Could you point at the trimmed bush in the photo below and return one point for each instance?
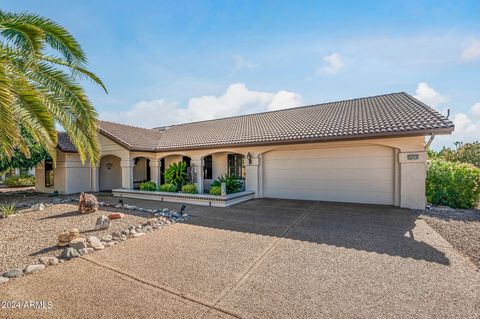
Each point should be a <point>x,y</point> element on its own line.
<point>453,184</point>
<point>8,209</point>
<point>168,188</point>
<point>190,188</point>
<point>215,190</point>
<point>22,180</point>
<point>232,183</point>
<point>148,186</point>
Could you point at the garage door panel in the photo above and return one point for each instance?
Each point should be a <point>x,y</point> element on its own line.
<point>355,174</point>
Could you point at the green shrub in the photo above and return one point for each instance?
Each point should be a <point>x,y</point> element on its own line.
<point>232,182</point>
<point>176,174</point>
<point>148,186</point>
<point>168,188</point>
<point>190,188</point>
<point>22,180</point>
<point>215,190</point>
<point>8,209</point>
<point>453,184</point>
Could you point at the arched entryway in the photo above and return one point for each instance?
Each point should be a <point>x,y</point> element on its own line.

══════

* [Required work]: Send back the entries above exactly. Skip the images.

* [Written reply]:
Could you point at the trimmed bush in the photo below and return one point for each instance?
Each point should be a <point>x,y</point> element on its own line.
<point>453,184</point>
<point>8,209</point>
<point>168,188</point>
<point>190,188</point>
<point>215,190</point>
<point>22,180</point>
<point>232,183</point>
<point>148,186</point>
Could you point at the garage door panel in the photo above and return one point for each instance?
Each point should be a <point>x,y</point> element on its own line.
<point>355,174</point>
Could you point at the green shrub in the photo above and return one point for each instance?
Each point should be a <point>x,y</point> element on its own line.
<point>232,182</point>
<point>176,174</point>
<point>148,186</point>
<point>168,188</point>
<point>190,188</point>
<point>22,180</point>
<point>215,190</point>
<point>8,209</point>
<point>453,184</point>
Could you point at the arched entryway in the photo above and return one point for each instance?
Each point should be a <point>x,y</point> element on its own line.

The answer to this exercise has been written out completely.